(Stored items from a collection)
---
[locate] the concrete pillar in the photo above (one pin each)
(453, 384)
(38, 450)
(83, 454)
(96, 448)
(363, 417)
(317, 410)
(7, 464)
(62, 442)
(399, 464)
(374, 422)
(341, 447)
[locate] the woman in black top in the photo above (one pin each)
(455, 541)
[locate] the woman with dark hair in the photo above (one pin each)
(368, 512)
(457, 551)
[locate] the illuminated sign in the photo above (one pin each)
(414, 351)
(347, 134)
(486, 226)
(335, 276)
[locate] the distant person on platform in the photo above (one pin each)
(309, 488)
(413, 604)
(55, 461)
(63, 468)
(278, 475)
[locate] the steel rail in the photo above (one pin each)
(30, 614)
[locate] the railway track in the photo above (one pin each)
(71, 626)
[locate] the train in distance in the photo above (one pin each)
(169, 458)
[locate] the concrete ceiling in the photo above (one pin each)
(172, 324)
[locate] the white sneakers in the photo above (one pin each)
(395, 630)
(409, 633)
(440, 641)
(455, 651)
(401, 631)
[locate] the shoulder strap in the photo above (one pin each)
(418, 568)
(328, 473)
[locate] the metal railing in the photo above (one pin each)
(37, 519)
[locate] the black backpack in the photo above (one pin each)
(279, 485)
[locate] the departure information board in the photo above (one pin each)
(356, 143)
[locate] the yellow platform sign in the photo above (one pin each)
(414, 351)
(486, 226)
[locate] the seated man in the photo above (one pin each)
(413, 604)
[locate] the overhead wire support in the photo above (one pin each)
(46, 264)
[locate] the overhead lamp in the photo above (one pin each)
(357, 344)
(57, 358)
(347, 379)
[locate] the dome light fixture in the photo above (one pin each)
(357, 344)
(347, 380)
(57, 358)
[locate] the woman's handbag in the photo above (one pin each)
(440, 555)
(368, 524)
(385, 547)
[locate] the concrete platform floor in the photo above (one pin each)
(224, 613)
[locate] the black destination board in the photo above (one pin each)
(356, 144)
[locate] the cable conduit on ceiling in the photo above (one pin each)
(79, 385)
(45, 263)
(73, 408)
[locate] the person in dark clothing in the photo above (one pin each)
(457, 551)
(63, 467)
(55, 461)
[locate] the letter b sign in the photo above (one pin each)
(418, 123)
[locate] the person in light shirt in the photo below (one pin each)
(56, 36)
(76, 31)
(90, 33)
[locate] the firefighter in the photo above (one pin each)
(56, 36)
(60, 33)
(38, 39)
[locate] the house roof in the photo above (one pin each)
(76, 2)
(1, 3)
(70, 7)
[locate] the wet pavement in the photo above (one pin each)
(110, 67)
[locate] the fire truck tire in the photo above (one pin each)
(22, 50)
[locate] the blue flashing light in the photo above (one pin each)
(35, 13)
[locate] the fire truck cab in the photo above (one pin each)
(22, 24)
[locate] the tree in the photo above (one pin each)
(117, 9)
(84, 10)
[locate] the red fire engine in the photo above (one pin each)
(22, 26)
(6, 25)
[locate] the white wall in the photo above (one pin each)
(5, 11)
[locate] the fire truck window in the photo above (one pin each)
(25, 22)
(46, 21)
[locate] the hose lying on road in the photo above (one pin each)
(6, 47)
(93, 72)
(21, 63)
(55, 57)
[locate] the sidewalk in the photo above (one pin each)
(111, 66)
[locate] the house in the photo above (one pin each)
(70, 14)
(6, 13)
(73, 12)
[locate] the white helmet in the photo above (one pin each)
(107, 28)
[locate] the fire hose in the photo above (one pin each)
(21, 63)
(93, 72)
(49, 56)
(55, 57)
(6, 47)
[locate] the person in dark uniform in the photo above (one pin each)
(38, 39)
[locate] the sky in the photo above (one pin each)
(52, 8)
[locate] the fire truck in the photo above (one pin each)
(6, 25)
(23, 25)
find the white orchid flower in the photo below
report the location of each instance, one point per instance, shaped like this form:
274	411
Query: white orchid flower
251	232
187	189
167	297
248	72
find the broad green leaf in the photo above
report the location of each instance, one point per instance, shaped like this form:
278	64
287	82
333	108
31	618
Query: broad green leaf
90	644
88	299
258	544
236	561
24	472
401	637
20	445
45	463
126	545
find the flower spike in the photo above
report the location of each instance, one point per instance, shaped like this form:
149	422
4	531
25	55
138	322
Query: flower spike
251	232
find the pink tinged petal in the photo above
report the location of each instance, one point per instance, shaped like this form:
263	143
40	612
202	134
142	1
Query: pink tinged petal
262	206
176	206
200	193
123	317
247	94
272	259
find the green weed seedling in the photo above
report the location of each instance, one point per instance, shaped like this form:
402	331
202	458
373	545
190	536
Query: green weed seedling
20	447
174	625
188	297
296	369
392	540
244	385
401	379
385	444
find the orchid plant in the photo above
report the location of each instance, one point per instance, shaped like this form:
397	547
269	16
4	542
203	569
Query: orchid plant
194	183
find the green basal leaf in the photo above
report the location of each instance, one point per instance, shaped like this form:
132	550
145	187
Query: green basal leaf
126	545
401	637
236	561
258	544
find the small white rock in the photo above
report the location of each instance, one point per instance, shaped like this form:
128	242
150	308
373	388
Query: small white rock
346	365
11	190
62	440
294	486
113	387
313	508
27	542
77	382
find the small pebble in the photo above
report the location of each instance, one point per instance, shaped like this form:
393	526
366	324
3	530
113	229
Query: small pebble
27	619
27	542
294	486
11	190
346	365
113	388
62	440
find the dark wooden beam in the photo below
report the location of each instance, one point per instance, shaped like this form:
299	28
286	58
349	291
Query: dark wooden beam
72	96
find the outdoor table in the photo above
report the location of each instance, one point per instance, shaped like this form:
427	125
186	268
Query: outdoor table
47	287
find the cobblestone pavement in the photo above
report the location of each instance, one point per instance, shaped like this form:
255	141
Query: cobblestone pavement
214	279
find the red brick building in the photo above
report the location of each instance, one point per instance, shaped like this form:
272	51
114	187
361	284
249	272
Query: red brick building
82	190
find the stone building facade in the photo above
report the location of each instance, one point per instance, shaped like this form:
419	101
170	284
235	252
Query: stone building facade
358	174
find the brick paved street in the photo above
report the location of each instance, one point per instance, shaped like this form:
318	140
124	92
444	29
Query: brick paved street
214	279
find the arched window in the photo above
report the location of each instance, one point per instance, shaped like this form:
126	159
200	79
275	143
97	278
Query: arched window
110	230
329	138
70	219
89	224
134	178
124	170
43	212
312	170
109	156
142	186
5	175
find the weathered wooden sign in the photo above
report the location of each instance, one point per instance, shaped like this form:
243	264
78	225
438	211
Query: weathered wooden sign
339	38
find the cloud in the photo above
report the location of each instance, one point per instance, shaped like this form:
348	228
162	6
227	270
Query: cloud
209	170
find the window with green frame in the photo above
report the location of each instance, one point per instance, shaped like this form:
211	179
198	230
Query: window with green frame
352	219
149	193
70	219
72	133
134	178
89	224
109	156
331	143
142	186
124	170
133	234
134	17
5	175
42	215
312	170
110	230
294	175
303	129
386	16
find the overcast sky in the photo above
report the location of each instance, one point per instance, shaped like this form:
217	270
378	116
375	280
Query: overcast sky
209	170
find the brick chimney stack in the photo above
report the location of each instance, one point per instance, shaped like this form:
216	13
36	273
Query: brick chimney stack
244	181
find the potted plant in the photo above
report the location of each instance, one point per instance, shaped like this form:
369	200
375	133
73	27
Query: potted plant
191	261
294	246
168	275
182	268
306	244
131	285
---
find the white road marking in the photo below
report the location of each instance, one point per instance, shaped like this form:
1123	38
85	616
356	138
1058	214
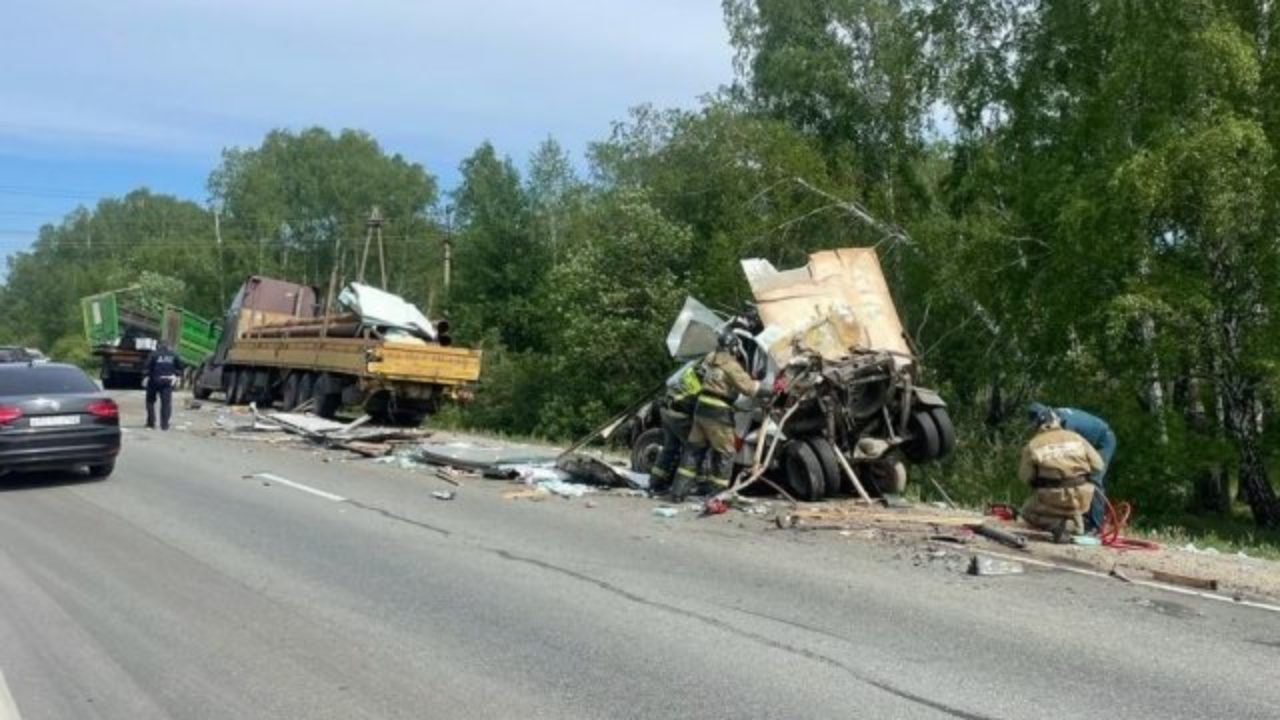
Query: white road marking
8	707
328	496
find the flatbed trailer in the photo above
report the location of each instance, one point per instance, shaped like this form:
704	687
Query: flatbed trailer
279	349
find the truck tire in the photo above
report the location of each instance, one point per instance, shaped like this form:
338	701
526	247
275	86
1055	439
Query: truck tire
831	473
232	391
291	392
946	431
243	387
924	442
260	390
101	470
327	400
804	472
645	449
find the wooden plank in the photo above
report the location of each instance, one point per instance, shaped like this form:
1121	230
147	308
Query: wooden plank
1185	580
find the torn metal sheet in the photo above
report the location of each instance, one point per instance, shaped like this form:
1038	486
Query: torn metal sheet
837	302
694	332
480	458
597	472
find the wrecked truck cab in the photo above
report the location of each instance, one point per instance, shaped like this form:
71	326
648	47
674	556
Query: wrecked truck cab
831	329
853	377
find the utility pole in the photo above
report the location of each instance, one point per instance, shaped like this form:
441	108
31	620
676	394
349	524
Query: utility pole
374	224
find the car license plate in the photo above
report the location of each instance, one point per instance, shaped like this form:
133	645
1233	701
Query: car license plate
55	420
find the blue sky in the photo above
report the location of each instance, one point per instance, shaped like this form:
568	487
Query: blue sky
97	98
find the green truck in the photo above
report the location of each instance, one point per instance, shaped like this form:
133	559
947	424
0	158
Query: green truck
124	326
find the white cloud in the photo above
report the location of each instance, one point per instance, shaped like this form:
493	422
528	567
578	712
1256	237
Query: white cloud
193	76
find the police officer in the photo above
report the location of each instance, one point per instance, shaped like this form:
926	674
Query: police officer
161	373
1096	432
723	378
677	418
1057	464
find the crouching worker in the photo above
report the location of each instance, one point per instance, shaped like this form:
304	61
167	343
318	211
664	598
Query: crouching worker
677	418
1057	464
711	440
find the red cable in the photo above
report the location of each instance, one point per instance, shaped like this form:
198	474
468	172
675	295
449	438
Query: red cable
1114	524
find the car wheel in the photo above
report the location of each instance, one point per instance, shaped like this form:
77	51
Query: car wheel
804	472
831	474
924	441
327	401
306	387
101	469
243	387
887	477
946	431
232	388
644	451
---
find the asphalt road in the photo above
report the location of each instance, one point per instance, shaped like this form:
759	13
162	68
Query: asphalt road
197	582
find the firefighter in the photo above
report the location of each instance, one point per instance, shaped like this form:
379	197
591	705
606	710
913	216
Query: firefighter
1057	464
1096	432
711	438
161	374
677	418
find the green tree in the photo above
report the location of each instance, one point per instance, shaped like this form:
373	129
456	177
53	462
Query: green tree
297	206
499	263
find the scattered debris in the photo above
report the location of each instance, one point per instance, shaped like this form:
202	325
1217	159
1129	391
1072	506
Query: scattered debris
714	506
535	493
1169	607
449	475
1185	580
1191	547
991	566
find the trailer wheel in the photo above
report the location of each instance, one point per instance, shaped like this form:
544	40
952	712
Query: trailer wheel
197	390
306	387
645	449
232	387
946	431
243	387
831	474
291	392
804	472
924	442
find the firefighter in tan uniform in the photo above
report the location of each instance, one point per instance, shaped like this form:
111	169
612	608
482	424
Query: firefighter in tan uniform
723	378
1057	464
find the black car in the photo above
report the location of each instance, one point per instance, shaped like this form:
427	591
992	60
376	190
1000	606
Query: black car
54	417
---
Task prompt:
Pull out every line above that contains the word "small", copying each one in full.

Solution for this task:
find the small white rock in the photo above
Query: small white rock
find the small pebble in the photo above
Query: small pebble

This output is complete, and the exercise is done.